> [Written request]: Could you revise the records below so that "innermost point" becomes "deepest point", leaving every other word as it is?

• • • •

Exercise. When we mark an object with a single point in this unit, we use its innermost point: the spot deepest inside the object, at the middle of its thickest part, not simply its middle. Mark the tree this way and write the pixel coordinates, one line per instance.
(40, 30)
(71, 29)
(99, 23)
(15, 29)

• • • •

> [Worked answer]:
Exercise. When we mark an object with a single point in this unit, we use its deepest point: the spot deepest inside the object, at the middle of its thickest part, not simply its middle. Mark the tree this way and write the pixel coordinates, one line per instance.
(40, 30)
(71, 29)
(99, 23)
(15, 29)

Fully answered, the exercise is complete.